• _WHAT IS NEEDED_
Repeat exactly the lines below that lie between the line with "x=245, y=81" and the line with "Report the location of each instance of the floating", counting both of those lines as part of the answer.

• _EXCERPTED RECORDS_

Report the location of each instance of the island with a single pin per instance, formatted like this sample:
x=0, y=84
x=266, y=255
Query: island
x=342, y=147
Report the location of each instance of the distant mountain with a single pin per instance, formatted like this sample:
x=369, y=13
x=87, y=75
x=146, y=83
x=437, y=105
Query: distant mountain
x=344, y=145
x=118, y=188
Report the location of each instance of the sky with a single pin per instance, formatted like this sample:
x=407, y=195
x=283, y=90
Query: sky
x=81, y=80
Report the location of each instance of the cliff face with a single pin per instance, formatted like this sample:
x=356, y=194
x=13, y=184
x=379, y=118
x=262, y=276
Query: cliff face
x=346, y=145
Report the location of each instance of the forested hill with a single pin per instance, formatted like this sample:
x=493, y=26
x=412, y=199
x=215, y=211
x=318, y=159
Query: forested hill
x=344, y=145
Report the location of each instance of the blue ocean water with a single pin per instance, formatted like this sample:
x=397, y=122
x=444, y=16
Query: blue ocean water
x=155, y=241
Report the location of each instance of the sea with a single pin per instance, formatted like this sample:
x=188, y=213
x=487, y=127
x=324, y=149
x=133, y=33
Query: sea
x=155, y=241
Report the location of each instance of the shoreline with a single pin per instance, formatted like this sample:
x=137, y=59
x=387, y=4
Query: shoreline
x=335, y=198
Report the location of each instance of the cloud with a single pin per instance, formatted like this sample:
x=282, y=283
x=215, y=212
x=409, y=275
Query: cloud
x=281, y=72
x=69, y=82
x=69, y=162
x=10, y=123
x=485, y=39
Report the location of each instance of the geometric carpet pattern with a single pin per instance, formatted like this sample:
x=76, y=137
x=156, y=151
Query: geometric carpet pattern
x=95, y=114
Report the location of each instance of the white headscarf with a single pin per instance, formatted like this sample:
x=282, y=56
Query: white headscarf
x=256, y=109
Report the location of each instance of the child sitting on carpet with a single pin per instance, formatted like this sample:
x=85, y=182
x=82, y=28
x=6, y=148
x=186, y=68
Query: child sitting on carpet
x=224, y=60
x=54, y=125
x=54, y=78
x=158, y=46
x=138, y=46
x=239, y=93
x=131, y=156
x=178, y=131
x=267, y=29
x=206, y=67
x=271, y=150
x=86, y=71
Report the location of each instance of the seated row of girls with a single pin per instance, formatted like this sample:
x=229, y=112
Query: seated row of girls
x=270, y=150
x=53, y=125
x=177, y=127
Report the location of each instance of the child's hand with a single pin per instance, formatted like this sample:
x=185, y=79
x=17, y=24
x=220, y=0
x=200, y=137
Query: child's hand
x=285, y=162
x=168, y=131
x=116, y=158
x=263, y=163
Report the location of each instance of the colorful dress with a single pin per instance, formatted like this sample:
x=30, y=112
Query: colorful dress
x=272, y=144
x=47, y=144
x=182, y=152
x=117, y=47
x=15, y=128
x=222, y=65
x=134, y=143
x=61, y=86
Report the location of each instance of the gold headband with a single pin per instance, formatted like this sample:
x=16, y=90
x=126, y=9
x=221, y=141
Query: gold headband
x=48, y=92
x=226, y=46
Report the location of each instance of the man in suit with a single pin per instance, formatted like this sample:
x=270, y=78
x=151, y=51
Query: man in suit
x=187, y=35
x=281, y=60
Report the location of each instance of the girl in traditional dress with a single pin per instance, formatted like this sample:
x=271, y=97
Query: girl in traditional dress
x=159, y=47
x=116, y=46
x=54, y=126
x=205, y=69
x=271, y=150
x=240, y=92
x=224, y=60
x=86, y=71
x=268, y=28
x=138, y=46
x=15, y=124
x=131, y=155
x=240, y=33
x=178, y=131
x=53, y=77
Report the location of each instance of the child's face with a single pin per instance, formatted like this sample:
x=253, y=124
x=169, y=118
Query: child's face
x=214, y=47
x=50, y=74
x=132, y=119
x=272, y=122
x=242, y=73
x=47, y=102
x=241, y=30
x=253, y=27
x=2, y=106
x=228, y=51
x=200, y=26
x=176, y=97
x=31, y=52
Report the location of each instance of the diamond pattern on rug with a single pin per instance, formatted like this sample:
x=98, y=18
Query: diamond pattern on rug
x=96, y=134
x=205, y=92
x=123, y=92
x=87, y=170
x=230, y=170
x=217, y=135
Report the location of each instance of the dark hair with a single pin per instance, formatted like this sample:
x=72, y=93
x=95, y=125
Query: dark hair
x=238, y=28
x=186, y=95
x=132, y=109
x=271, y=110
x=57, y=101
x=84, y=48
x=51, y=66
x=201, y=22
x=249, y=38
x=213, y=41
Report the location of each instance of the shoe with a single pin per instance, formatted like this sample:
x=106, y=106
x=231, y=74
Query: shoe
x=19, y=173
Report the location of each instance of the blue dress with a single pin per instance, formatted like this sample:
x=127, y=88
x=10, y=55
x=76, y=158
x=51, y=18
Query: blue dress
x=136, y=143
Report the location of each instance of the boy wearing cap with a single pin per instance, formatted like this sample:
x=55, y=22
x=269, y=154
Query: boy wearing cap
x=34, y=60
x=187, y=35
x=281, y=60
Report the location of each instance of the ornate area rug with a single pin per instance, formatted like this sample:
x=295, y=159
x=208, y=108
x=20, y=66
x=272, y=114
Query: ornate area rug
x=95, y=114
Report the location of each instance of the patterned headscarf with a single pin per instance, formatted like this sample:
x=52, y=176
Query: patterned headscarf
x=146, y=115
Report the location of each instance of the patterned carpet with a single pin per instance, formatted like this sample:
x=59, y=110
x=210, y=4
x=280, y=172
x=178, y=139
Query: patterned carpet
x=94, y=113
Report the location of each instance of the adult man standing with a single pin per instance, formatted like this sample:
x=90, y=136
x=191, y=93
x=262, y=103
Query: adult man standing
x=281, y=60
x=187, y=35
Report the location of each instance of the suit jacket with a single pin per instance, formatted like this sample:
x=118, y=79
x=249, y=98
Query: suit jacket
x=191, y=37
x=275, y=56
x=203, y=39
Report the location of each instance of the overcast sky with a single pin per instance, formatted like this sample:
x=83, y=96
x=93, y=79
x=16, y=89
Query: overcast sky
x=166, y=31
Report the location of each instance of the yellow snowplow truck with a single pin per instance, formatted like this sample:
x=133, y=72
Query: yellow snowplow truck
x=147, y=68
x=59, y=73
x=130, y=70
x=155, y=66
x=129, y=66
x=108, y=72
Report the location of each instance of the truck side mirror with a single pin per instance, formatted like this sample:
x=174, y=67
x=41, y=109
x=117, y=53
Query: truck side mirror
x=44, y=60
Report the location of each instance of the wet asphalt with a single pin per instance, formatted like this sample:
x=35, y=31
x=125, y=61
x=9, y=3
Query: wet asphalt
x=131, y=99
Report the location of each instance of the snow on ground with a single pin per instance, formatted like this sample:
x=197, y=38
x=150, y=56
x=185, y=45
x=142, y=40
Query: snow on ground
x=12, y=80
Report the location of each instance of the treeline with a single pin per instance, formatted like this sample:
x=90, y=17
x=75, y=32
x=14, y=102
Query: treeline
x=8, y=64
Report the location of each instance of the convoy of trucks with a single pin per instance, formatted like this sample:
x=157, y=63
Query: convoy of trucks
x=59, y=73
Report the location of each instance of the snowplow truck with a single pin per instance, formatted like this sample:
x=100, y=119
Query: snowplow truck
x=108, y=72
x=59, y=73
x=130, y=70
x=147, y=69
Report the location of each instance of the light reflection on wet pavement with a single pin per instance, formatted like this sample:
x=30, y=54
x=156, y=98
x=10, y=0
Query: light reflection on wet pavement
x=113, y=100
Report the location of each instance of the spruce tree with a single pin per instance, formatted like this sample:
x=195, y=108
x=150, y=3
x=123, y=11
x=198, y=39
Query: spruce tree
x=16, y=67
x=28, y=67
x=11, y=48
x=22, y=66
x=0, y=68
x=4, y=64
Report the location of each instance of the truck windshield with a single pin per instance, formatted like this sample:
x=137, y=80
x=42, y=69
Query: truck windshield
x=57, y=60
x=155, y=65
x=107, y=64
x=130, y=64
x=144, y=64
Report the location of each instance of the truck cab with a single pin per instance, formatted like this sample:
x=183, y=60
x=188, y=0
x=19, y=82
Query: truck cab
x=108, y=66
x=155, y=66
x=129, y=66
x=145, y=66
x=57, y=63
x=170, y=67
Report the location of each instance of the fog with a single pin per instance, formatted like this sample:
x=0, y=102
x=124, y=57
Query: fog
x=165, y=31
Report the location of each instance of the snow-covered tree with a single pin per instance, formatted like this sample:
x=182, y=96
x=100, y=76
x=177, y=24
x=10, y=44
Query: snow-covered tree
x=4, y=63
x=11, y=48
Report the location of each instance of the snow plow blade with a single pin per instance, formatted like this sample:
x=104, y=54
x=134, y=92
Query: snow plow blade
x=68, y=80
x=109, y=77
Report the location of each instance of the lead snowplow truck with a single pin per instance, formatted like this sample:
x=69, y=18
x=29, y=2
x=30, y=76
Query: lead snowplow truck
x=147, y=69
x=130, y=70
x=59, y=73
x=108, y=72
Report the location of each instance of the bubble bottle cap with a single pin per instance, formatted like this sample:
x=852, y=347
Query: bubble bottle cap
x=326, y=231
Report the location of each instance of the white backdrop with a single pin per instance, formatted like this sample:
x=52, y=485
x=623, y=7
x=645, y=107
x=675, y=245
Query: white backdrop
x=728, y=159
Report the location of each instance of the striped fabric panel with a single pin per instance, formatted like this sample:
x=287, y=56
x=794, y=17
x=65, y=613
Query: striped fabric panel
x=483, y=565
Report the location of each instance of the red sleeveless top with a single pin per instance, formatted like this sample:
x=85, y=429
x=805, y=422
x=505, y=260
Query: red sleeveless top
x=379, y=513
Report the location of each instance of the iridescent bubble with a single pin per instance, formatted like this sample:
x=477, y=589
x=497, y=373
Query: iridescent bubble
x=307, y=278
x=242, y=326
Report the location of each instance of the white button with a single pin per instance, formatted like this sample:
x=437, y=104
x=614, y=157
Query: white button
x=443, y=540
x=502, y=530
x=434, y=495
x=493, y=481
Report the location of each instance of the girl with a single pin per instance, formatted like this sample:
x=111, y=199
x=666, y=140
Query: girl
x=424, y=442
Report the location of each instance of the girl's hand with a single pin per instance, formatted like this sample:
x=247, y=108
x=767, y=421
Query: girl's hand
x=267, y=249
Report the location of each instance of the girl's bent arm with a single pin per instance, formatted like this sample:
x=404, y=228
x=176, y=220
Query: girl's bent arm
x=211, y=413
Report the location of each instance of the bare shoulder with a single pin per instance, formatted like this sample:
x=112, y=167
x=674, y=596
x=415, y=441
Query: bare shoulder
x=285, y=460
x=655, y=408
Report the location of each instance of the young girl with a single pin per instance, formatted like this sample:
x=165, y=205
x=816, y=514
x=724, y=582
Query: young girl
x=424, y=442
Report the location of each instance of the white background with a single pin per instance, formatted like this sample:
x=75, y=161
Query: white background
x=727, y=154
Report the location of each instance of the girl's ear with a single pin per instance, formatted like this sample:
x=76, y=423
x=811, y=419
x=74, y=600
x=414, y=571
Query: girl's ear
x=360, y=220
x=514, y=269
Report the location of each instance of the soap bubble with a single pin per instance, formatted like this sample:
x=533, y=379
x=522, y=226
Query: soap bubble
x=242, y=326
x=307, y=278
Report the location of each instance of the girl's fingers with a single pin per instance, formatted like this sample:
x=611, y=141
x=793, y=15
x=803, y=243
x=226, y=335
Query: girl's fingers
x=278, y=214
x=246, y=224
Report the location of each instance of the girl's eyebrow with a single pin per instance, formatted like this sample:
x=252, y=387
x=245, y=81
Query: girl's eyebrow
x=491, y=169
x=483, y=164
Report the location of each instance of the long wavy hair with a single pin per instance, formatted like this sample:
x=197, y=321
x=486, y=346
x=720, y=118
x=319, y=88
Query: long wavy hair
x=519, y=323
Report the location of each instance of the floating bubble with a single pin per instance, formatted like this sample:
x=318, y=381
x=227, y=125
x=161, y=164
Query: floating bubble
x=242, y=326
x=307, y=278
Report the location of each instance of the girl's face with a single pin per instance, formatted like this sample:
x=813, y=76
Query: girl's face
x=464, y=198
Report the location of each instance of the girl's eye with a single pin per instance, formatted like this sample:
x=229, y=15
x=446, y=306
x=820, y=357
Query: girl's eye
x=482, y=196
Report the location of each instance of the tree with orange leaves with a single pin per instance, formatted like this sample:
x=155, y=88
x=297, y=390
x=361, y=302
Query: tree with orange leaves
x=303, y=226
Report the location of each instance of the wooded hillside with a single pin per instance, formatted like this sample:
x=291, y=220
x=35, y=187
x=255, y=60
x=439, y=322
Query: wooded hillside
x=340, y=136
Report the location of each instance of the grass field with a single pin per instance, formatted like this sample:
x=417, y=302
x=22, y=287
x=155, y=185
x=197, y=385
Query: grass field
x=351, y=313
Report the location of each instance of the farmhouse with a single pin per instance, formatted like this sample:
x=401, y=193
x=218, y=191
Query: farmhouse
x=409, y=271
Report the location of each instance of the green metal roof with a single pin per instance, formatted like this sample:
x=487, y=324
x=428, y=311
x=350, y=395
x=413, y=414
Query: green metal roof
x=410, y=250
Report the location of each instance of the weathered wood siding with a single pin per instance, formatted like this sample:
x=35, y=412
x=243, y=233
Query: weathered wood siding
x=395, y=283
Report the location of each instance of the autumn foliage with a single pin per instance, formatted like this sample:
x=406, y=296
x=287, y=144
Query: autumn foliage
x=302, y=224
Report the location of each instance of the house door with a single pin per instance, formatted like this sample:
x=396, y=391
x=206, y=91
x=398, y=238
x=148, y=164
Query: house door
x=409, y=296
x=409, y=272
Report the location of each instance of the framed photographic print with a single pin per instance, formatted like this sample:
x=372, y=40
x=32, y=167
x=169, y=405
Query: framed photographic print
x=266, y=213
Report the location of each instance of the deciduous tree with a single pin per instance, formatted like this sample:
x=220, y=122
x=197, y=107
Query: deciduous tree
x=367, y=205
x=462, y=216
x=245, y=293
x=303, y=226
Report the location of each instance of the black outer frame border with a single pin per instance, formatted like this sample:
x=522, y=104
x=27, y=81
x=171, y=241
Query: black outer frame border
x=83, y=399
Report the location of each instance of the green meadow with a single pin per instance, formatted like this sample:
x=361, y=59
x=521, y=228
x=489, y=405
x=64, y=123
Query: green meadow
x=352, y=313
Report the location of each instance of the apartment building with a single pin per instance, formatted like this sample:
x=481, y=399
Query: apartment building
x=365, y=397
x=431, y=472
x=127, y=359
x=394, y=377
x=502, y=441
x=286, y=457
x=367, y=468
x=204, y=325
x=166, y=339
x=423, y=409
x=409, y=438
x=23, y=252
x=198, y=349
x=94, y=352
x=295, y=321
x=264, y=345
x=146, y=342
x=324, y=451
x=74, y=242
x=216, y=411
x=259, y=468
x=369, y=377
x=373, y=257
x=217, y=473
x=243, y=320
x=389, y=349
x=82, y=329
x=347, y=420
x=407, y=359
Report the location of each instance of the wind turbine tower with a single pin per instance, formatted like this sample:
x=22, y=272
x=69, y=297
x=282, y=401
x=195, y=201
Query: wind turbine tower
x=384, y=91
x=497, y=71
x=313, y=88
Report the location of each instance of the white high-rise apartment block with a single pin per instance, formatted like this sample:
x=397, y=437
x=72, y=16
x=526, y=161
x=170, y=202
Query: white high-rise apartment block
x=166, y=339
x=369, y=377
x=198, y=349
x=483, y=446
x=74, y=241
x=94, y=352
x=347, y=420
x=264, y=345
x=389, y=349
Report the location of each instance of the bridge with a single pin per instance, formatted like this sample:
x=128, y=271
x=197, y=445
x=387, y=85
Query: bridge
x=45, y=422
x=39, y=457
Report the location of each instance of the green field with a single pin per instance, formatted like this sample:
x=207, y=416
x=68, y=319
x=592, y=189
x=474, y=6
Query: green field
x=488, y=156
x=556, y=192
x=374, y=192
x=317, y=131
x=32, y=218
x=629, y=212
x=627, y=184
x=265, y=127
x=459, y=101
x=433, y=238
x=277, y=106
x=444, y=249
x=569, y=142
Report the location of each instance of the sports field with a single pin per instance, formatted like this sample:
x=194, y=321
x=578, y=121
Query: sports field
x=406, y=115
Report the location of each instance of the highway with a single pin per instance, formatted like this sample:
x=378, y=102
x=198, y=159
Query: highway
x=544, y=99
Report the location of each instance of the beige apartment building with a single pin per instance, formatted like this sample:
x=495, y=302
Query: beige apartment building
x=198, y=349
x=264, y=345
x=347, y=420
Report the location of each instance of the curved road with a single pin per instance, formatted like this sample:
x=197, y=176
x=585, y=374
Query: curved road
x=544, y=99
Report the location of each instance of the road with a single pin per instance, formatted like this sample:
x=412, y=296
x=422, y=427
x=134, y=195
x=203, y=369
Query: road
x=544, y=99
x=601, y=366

• _THE ANSWER_
x=245, y=81
Query: girl's eyebrow
x=491, y=169
x=483, y=164
Report the location of each instance of the long wavy hair with a single pin per instance, formatted like this sample:
x=197, y=321
x=486, y=346
x=720, y=118
x=319, y=88
Query: long wavy hair
x=519, y=323
Report the location of each instance of the floating bubble with a single pin per instance, formatted like this sample:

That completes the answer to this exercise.